Written request:
Copy out every line of the items below word for word, omitting the pictures.

Data for the task start

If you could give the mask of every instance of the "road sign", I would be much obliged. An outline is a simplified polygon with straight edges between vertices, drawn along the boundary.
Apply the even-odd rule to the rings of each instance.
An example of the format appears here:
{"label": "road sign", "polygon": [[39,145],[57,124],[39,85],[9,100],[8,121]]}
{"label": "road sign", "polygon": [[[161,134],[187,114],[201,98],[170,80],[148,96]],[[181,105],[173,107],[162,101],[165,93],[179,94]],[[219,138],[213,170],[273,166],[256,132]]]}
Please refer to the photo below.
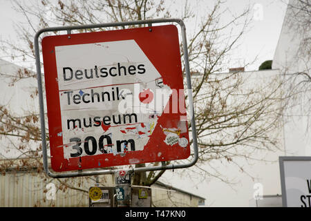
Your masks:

Data for the task end

Completed task:
If you could give the mask of every instance of the "road sign", I would be much obliged. An outline is a simplified polygon with straight edges between vertices, drawn along the boundary.
Apply the even-odd rule to the rings of each instance.
An example of the format appears here:
{"label": "road sign", "polygon": [[39,145],[57,124],[39,85],[9,100],[8,121]]}
{"label": "road sign", "polygon": [[[161,134],[187,114],[201,98],[170,80],[148,96]],[[181,105],[173,107],[162,101],[165,93],[179,94]],[[219,138],[213,170],[273,166],[256,132]]]}
Please refer to the photo below.
Your masks:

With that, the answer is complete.